Bloco de texto –
# # # #

TOMAR OS RENDIMENTOS DE 2019 COMO REFERÊNCIA NÃO É NENHUMA ALTERAÇÃO ESTRUTURAL DO SISTEMA

Depois de ter tentado criar um falso alarme sobre o acesso dos trabalhadores da cultura e do turismo, a partir de um problema que nunca chegou a existir (e que tinha a ver com a numeração da versão final do decreto), a Ministra do Trabalho ensaiou esta sexta-feira uma nova tentativa de alarme, declarando que podia haver trabalhadores a receber menos com a regra que reporta a 2019, além de classificar a pequena correção feita pelo Parlamento como uma “alteração radical no sistema”. Porquê? Porque o Parlamento escreveu “rendimento” em vez de “rendimento relevante”, e isso seria uma “alteração estrutural” na Segurança Social. Talvez não valesse a pena tanto dramalhão e o Governo fizesse melhor em concentrar-se em pagar os apoios. Mas vale a pena rebater o que supostamente sustentaria declaração tão tremenda. Primeiro, todos estes apoios, desde que existem, são extraordinários e não-contributivos (isto é, não decorrem da contribuição feita pelo trabalhador para a Segurança Social) e, por essa razão, o Governo comprometeu-se a pagá-los com o Orçamento do Estado e não com o dinheiro da Segurança Social. Em segundo lugar, o Parlamento acrescentou um artigo ao decreto do Governo que retomou, em janeiro, os apoios sociais de 2020. Mas não mexeu no decreto original dos apoios, que é onde se estabelecem as diferentes formas de aferir o rendimento para efeitos da segurança social (na Segurança Social, o rendimento de trabalhadores independentes que vendem bens é estimado com percentagens diferentes de trabalhadores independentes que prestam serviços). Não há por isso nenhuma “alteração estrutural” nas regras de aferição do rendimento relevante, mas apenas uma alteração do ano do rendimento de referência.

O IMPACTO ORÇAMENTAL DESTA CORREÇÃO É MUITO MODERADO E HÁ NÚMEROS QUE SÃO FÁBULAS

Quanto custam estas alterações, afinal? O Governo começou por falar em 38 milhões por mês, depois corrigiu para 40,4 milhões. A questão é que, a partir do próximo mês, muitos trabalhadores já não poderão aceder ao apoio (porque as suas atividades estarão abertas) e, em junho, ele extingue-se definitivamente. Por isso, além de haver obviamente margem orçamental para esta medida, que tem um custo reduzido (lembremo-nos que o Governo deixou no ano passado por executar 7 mil milhões de euros que tinha orçamentado!), o impacto será sempre em decrescendo e em junho, quando o apoio deixar de existir, serão já poucos os trabalhadores a receber.

# # # #

Entradas guardadas –
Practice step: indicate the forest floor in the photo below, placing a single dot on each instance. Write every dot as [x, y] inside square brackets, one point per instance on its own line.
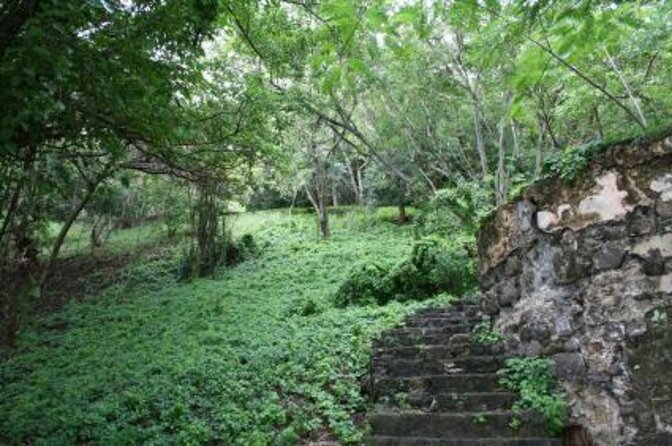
[257, 355]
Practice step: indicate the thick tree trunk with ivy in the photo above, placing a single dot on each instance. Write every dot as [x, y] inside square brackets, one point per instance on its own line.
[210, 243]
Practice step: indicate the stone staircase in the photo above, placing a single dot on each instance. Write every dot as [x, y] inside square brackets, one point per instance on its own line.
[434, 386]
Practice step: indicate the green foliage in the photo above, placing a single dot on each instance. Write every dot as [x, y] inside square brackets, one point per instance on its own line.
[365, 285]
[434, 266]
[238, 359]
[568, 164]
[454, 209]
[535, 382]
[483, 333]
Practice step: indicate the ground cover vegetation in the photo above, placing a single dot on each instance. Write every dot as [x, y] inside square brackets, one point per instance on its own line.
[134, 132]
[256, 355]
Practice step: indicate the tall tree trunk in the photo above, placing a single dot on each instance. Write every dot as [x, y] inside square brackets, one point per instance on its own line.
[60, 238]
[480, 144]
[334, 193]
[501, 178]
[539, 155]
[402, 216]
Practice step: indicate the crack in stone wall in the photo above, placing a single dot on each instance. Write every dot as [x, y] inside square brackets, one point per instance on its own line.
[582, 272]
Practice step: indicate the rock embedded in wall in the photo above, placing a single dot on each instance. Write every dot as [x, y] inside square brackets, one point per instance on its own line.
[575, 271]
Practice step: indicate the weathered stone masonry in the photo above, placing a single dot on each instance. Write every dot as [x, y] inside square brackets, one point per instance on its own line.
[582, 272]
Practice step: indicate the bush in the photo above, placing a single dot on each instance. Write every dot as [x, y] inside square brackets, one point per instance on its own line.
[454, 209]
[364, 285]
[535, 381]
[435, 266]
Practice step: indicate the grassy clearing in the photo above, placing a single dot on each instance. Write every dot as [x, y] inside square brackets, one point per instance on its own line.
[256, 356]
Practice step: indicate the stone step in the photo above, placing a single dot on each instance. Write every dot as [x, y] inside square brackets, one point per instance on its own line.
[459, 402]
[467, 310]
[403, 339]
[458, 425]
[440, 351]
[437, 384]
[424, 441]
[444, 321]
[391, 366]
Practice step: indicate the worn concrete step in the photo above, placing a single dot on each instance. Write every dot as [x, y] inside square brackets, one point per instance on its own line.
[455, 402]
[467, 310]
[424, 441]
[444, 321]
[404, 339]
[438, 384]
[440, 351]
[465, 425]
[391, 366]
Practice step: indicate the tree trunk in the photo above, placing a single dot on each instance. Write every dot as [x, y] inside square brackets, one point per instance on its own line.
[60, 238]
[480, 145]
[501, 179]
[334, 193]
[402, 216]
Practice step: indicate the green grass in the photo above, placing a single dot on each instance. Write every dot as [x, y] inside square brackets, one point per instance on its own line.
[77, 241]
[256, 356]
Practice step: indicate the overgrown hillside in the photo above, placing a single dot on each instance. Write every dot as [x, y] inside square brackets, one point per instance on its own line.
[256, 355]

# # # #

Requisitos das tarefas –
[1] Enumere todos os montantes em dinheiro referidos no texto sobre os apoios extraordinários.
[2] Resuma em duas frases o texto sobre os apoios extraordinários.
[3] Escreva a continuação do texto sobre os apoios extraordinários a partir da sua última frase.
Os registos não fazem falta para estas tarefas.

Respostas dadas –
[1]
38 milhões por mês
40,4 milhões
7 mil milhões de euros

[2] O texto rebate a Ministra do Trabalho e afirma que trocar "rendimento relevante" por "rendimento" e tomar 2019 como referência não é uma alteração estrutural da Segurança Social. O Parlamento apenas acrescentou um artigo ao decreto que retomou os apoios e mudou o ano do rendimento de referência, e o impacto orçamental dessa correção é moderado e decrescente, já que muitos trabalhadores deixarão de aceder ao apoio e este se extingue em junho.

[3]
Mas o que não bate certo é, na mesma declaração, anunciar-se que esta nova regra dará mais 40,4 milhões de euros por mês aos trabalhadores e tentar deixar no ar a possibilidade de que a nova regra “poderá dar mais ou poderá dar menos”. De resto, a comparação feita entre valores de dezembro e valores de fevereiro não cola: o universo era outro e o apoio também. Em dezembro, o apoio era um complemento aos rendimentos de novembro, quando as atividades estavam abertas, e o apoio somava-se ao que as pessoas estavam a ganhar enquanto trabalhavam. Em fevereiro, as atividades estavam encerradas e o apoio era o único rendimento das pessoas. Que o Governo ache normal que grande parte destes trabalhadores se tenha visto agora com 219 euros por mês para sobreviver é perturbador. Que exiba como prova de sucesso e de generosidade da sua política que o valor médio dos apoios é de 300 euros por mês choca, entre outras coisas, com o limiar de pobreza em Portugal, que é 504 euros… Felizmente, os trabalhadores independentes não dependem apenas do Governo. Agora que um pouco mais de justiça foi consagrada nos apoios, é preciso garantir que eles chegam às pessoas o quanto antes.